### [Отрывок]
^^^^^^^^^^^^^^^^

В сущности, ничего слишком революционного и новаторского предложено не было. Тем не менее реформы Никона были приняты в штыки ревнителями прежней веры и прежнего благочестия, считавшими, что только в России и сохранилось истинное православие, а греки уже давно потеряли его, связавшись с латинянами и турками-магометанами. Они решительно не соглашались ни на малейшее отступление от прежних обычаев, полагая, что любое изменение повлечет за собой полную профанацию богослужения, и были готовы «умереть за единый «аз»». У тех, кто сопротивлялся изменениям, были очень веские причины не допускать ни малейших искажений в вопросах сакрального. В стране, где не на что было опереться, кроме Бога, просто нельзя было так рисковать. Недавние ужасы Смуты были на памяти у всех – и неразумная потеря «благодати» грозила новыми потрясениями и войнами в мире этом и вечным осуждением души – в мире том. По словам Костомарова, «буква богослужения приводит к спасению; следовательно, необходимо, чтобы эта буква была выражена как можно правильнее». Кроме того, властолюбие и неудержимая гордыня патриарха Никона прекрасно вписывалась в апокалиптические предсказания об Антихристе: чего стоит резиденция Никона «Новый Иерусалим». Книжники и начётчики хорошо помнили, что Антихрист должен был построить новый Иерусалим и объявить себя земным Христом.
Патриарх Никон, человек гордый, властный и крутой, проводил свои нововведения «посохом железным», не терпел ни малейшего возражения и по отношению к своим противникам проявлял самую настоящую жестокость. По его настоянию в 1654 году в Москве был созван всероссийский собор, чтобы освятить реформы высшим церковным авторитетом. Епископ Павел Коломенский, выступивший на соборе против отмены земных поклонов и исправления книг, был публично унижен Никоном, избит – и впоследствии репрессирован. Старообрядцы почитают его как мученика.

^^^^^^^^^^^^^^^^

### [Материал]
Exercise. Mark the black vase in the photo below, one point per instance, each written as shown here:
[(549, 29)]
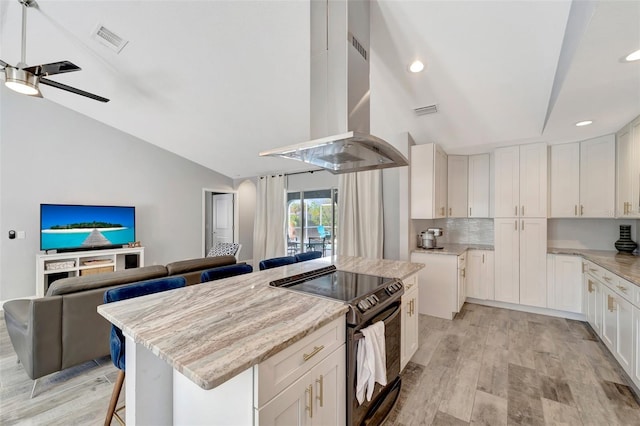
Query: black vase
[(625, 244)]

^^^^^^^^^^^^^^^^

### [Список заданий]
1. Перескажите короче абзац отрывка о реформах Никона, который начинается словами «Патриарх Никон, человек гордый», и сохраните его главные факты.
2. Допишите следующую часть отрывка о реформах Никона, начав сразу после его последнего предложения.
Перечень для выполнения заданий не понадобится.

### [Ответы к заданиям]
1. Гордый и властный патриарх Никон проводил нововведения «посохом железным», не терпел возражений и жестоко обходился с противниками. В 1654 году по его настоянию в Москве созвали всероссийский собор, чтобы освятить реформы высшим церковным авторитетом. Епископ Павел Коломенский выступил на соборе против отмены земных поклонов и исправления книг. Никон публично его унизил и избил, а впоследствии епископа репрессировали. Старообрядцы почитают его как мученика.

2.
Непримиримую борьбу с церковной реформой возглавил протопоп Аввакум
«Беги от еретика и… токмо плюй на него». Протопоп Аввакум Петров
Разумеется, Никон не желал и не чаял таких последствий своей реформы, но деваться было уже некуда. Великий раскол грозил перерасти в самую настоящую религиозную войну, приверженцы «древлего благочестия» готовы были, по примеру древних христианских святых, идти на смерть и страдания, но не смиряться с реформами Никона. Прежние товарищи патриарха – протопопы Аввакум, Иван Неронов и другие – резко осудившие его действия, стали для Никона лютыми врагами. Их ссылали «на усмирение» в отдаленные монастыри, сажали на цепь, морили голодом и бичевали, но неустрашимые диссиденты продолжали свои проповеди и выступления, приобретая при этом ореол мученичества. Повсеместно вспыхивала ожесточённая полемика – тот же пламенный протопоп Аввакум не стеснялся в выражениях, честя патриарха «великим обманщиком и блядиным сыном». Противники реформ старались убедить царя Алексея отменить губительные нововведения. Но напрасно: царь во всем доверял своему «другу и отцу» и даровал патриарху Никону такую неслыханную власть, что Никон некоторое время подписывался «великий государь» и решал не только церковные, но и государственные вопросы. Под конец Аввакум, отчаявшись убедить Алексея в своей правоте и злясь на него за попустительство Никону, называл его «бедной, безумной царишко».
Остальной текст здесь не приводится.